やるべきこと:
文書抜粋によると、筆者は知人に対して何を買った方がよかったと言いましたか？

50万円をドブに捨てた知人
当ブログの中でわりと地味によく読まれているのが下の記事だ。
「50万円払って入会すれば3か月で英語がペラペラになる魔法のようなメソッド」
を掲げる英語スクールのやり手営業の言葉を信じて、結局
「全然できるようにならない!騙された!」
と怒っていた知人の話だ。
「たった50万円でそんなものが売っているわけなかろう。そんな良いモノがあったら、最低10倍の価格(=500万円)でも売れるんじゃないか?」
「カルティエの時計でも買った方がよかったね...」
そう毒を吐いた私だが、数年前の話だから本当にカルティエの方がよい投資だったに違いない。
こうしたスクールビジネスの裏側については別途取り上げたいと思っている。
ただ「50万円」の妥当性について、私は「ぼったくり」とは思っていない。
この知人に教えるのは、直接本人にも言ったがまっぴらゴメンではあるが、人件費等コストを考えてみれば「50万円」はさほど「ぼって」いないと思う。
私のレッスン代もそんなに安くはないが3か月で50万円、レッスン数24~30くらいを想定するのなら、私だったら(スタート時が TOEIC500くらいであれば)「TOEIC 800」程度の「成果保証」を付けるかな...

名前付き領域の画像項目

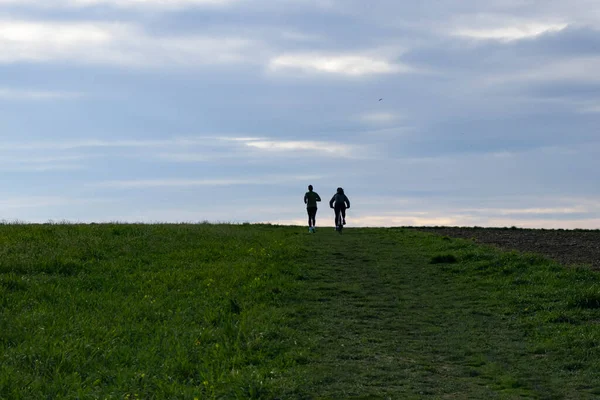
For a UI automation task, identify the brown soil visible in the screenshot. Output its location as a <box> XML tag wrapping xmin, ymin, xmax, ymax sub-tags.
<box><xmin>415</xmin><ymin>227</ymin><xmax>600</xmax><ymax>269</ymax></box>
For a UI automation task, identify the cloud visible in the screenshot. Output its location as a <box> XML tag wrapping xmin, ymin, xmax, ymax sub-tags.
<box><xmin>0</xmin><ymin>0</ymin><xmax>234</xmax><ymax>10</ymax></box>
<box><xmin>245</xmin><ymin>140</ymin><xmax>352</xmax><ymax>156</ymax></box>
<box><xmin>0</xmin><ymin>87</ymin><xmax>83</xmax><ymax>101</ymax></box>
<box><xmin>87</xmin><ymin>175</ymin><xmax>322</xmax><ymax>189</ymax></box>
<box><xmin>359</xmin><ymin>111</ymin><xmax>401</xmax><ymax>124</ymax></box>
<box><xmin>0</xmin><ymin>137</ymin><xmax>209</xmax><ymax>151</ymax></box>
<box><xmin>452</xmin><ymin>22</ymin><xmax>568</xmax><ymax>41</ymax></box>
<box><xmin>0</xmin><ymin>20</ymin><xmax>260</xmax><ymax>67</ymax></box>
<box><xmin>269</xmin><ymin>53</ymin><xmax>413</xmax><ymax>77</ymax></box>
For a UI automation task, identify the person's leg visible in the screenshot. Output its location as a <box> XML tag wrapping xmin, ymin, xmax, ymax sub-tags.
<box><xmin>307</xmin><ymin>207</ymin><xmax>317</xmax><ymax>229</ymax></box>
<box><xmin>335</xmin><ymin>206</ymin><xmax>342</xmax><ymax>227</ymax></box>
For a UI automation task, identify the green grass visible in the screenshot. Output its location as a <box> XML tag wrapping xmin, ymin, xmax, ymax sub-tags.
<box><xmin>0</xmin><ymin>224</ymin><xmax>600</xmax><ymax>399</ymax></box>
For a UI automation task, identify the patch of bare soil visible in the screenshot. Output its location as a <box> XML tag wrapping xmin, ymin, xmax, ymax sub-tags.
<box><xmin>415</xmin><ymin>227</ymin><xmax>600</xmax><ymax>269</ymax></box>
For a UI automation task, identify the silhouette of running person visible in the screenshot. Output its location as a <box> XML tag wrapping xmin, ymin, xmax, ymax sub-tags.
<box><xmin>329</xmin><ymin>188</ymin><xmax>350</xmax><ymax>229</ymax></box>
<box><xmin>304</xmin><ymin>185</ymin><xmax>321</xmax><ymax>233</ymax></box>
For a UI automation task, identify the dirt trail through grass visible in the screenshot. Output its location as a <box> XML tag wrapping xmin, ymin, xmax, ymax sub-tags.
<box><xmin>282</xmin><ymin>230</ymin><xmax>591</xmax><ymax>399</ymax></box>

最終回答:
カルティエの時計です。